SOURCE PASSAGE START

Put a couple of largish rocks in her bowl that she will have to eat around.


----------



## Willowgirl (Jan 28, 2020)

reraven123 said:


> Put a couple of largish rocks in her bowl that she will have to eat around.


Oh wow! That’s a fantastic idea! Thank you


----------



## PeggyTheParti (Sep 5, 2019)

And if you do decide to buy a slow feeder, this one worked great for our mini. It slowed her down, but not to a frustrating degree:









OUTWARD HOUND Fun Feeder Interactive Dog Bowl, Purple, 4 cup - Chewy.com


Buy Outward Hound Fun Feeder Interactive Dog Bowl, Purple, 4 cup at Chewy.com. FREE shipping and the BEST customer service!




www.chewy.com





There are many different styles to choose from.


----------



## Mfmst (Jun 18, 2014)

It’s a good thing that your puppy is an enthusiastic eater! I saw a floor mat with silicon spikes that looked effective and dishwasher safe. If you could train and treat for kibble that would be #puppygoals.


----------



## Willowgirl (Jan 28, 2020)

I was driving on the coast today and saw a pet store completely empty so I went in and got her a slow feeder. She keeps getting distracted and running outside to bark at something. It’s really slowed her down.


----------



## PeggyTheParti (Sep 5, 2019)

Mfmst said:


> It’s a good thing that your puppy is an enthusiastic eater! I saw a floor mat with silicon spikes that looked effective and dishwasher safe. If you could train and treat for kibble that would be #puppygoals.

SOURCE PASSAGE END
SOURCE MATERIAL START

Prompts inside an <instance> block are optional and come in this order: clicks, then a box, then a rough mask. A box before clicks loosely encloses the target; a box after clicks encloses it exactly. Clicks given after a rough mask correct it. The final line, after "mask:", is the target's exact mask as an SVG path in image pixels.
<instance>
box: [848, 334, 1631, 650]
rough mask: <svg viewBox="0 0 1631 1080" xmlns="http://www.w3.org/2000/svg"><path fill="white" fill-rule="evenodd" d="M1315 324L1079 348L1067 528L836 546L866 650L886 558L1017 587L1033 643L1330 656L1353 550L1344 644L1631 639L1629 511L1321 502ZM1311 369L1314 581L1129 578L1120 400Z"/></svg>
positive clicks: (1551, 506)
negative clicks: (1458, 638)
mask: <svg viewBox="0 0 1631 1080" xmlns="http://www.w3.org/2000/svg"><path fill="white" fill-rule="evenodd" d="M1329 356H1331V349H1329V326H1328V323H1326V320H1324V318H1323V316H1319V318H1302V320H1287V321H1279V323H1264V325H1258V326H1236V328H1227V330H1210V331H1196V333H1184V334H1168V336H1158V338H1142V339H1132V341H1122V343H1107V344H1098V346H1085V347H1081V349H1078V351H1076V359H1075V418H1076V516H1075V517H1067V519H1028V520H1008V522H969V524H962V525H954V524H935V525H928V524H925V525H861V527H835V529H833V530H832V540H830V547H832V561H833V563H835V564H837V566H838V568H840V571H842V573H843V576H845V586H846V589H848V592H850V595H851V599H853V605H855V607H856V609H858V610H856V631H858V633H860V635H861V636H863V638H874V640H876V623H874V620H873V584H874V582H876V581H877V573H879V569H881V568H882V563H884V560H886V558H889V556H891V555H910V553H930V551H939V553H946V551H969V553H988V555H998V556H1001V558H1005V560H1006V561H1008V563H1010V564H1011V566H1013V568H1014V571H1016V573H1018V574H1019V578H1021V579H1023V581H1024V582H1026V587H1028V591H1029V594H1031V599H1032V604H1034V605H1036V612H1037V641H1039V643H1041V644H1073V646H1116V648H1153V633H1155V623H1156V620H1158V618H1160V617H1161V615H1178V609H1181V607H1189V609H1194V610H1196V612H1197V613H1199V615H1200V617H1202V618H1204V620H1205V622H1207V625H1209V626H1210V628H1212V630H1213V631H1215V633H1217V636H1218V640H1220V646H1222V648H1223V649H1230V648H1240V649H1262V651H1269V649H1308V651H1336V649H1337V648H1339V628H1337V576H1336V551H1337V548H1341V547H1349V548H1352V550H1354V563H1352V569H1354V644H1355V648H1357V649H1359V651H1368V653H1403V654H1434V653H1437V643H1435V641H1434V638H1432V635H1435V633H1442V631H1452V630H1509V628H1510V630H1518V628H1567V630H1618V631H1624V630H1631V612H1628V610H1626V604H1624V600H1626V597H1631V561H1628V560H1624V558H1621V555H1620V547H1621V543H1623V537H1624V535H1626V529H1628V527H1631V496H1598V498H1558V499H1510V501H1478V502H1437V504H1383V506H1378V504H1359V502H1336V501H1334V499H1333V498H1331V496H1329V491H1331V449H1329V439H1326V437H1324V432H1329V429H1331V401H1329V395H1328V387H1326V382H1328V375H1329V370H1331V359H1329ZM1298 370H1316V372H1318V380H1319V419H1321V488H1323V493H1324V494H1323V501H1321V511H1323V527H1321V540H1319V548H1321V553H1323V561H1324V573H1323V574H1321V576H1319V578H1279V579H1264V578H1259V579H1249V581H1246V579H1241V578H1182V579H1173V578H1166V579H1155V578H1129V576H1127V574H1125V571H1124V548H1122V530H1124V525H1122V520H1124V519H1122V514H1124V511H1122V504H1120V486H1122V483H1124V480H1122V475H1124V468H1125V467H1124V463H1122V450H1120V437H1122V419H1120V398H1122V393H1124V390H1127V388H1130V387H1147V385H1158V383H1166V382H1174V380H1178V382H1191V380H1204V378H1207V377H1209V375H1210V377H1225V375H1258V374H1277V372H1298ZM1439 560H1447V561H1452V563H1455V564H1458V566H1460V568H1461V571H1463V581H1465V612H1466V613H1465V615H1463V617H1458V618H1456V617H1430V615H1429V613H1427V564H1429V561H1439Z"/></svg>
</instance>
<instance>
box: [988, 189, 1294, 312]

SOURCE MATERIAL END

ACTIVITIES:
(a) Answer these about the forum thread on slowing a puppy's eating:
(i) What does reraven123 suggest putting in the dog's bowl?
(ii) What color and size is the Outward Hound bowl that PeggyTheParti links?
(iii) Where did Willowgirl buy the slow feeder?
(b) Carry on the forum thread about slowing a puppy's eating from its last line.
The entries have nothing to do with what comes next.

ANSWERS PROVIDED:
(a)
(i) A couple of largish rocks that she will have to eat around.
(ii) Purple, 4 cup.
(iii) At a pet store she saw completely empty while driving on the coast.

(b)
I use kibble as training treats! Wonderfully cost effective. The key for Peggy is to use different kibbles for meal times vs. training. She gets Honest Kitchen as treats, Farmina for meals. I love Honest Kitchen for treats because it's human-grade, so I don't worry about having it in my pockets or feel the need to wash my hands constantly. And it smells good!


----------



## Willowgirl (Jan 28, 2020)

PeggyTheParti said:


> I use kibble as training treats! Wonderfully cost effective. The key for Peggy is to use different kibbles for meal times vs. training. She gets Honest Kitchen as treats, Farmina for meals. I love Honest Kitchen for treats because it's human-grade, so I don't worry about having it in my pockets or feel the need to wash my hands constantly. And it smells good!


Oh wow that is such a good idea!! Willow will take her regular kibble for training. She loves it!


----------



## PeggyTheParti (Sep 5, 2019)

Willowgirl said:


> Oh wow that is such a good idea!! Willow will take her regular kibble for training. She loves it!


Yay! Good girl, Willow. That's super useful. Then you can reserve the high-value rewards for very specific training situations. For those, we carry a string cheese with us on walks and other outings. Never know when you'll need it!


----------



## Willowgirl (Jan 28, 2020)

Yeah I need to find some high reward item. The problem I have is I just adore her. If she’s being all cute I’ll have her twirl and jump and shake and then give her the high value item!!! So I’m constantly having to find a new one for when we are out. She won’t pay attention to me if we are out on a walk and a person is in view.


----------



## Michigan Gal (Jun 4, 2019)

I feed raw and I've watched Boston terrors swallow chicken drumsticks whole. No problems. They have to be trained to chew before swallowing. You might consider getting a larger kibble.


----------



## Willowgirl (Jan 28, 2020)

I got a slow feeder yesterday. She doesn’t even finish her food now. I’m glad someone suggested it! Thank you!


----------



## PeggyTheParti (Sep 5, 2019)

Willowgirl said:


> I got a slow feeder yesterday. She doesn’t even finish her food now. I’m glad someone suggested it! Thank you!


That's really good to hear. It sounds like she might be tuning in a little better now to her satiety signals.


----------



## Willowgirl (Jan 28, 2020)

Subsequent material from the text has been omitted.